= ITEMS =
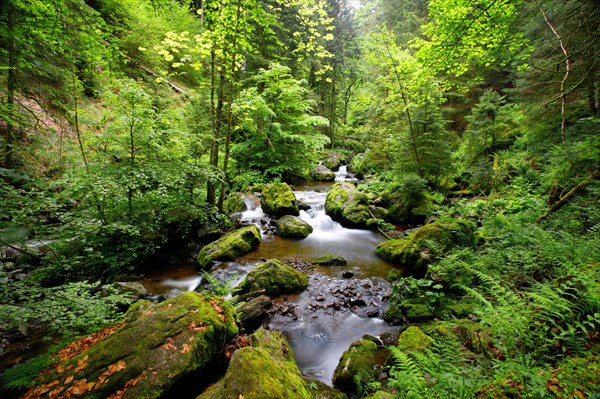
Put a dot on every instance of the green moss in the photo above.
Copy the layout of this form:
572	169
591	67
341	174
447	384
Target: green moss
278	199
294	227
229	246
471	334
330	260
427	243
320	390
393	315
151	351
380	395
276	278
360	358
347	205
265	370
413	339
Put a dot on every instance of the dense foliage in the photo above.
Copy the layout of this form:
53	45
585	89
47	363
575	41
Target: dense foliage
125	124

= WRITTEN REQUEST =
Convert the lines above into a JSON list of strings with one string per line, skipping blank lines and leaving out the pictures.

= EXERCISE RESPONSE =
[
  "Put a dot on every instance of the green moss in the photo above.",
  "Copy the layout of this form:",
  "572\t169",
  "591\t67",
  "341\t174",
  "447\t384",
  "Target: green moss",
  "278\t199",
  "294\t227",
  "229\t246",
  "471\t334",
  "330\t260",
  "427\t243",
  "320\t390",
  "393\t315",
  "151\t351",
  "380\t395",
  "276\t278",
  "360\t358",
  "347\t205",
  "265\t370",
  "413\t339",
  "Put a dot on every instance of the dense foliage in the photo above.",
  "Copy the layout of this form:",
  "53\t45",
  "585\t89",
  "47\t363",
  "575\t41",
  "Target: dense foliage",
  "125\t124"
]